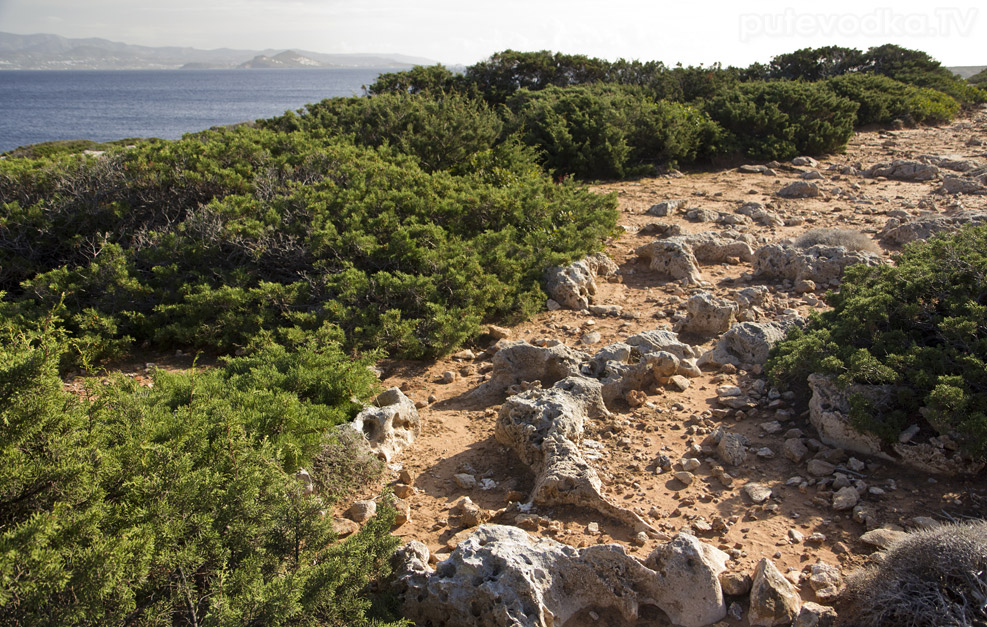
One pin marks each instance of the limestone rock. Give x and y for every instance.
(747, 343)
(799, 189)
(904, 170)
(390, 425)
(815, 615)
(574, 286)
(518, 361)
(500, 576)
(544, 427)
(883, 538)
(845, 498)
(819, 263)
(665, 208)
(708, 315)
(361, 511)
(774, 600)
(732, 448)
.....
Exercise brief
Copy the text of the records above word for word, leaving out the pictures.

Solution to this problem
One pin marks each instance of the limestone rock. Give x and y for every instance.
(747, 343)
(799, 189)
(904, 170)
(390, 425)
(815, 615)
(574, 286)
(518, 361)
(500, 576)
(544, 427)
(883, 538)
(845, 498)
(819, 263)
(665, 208)
(708, 315)
(361, 511)
(774, 600)
(732, 448)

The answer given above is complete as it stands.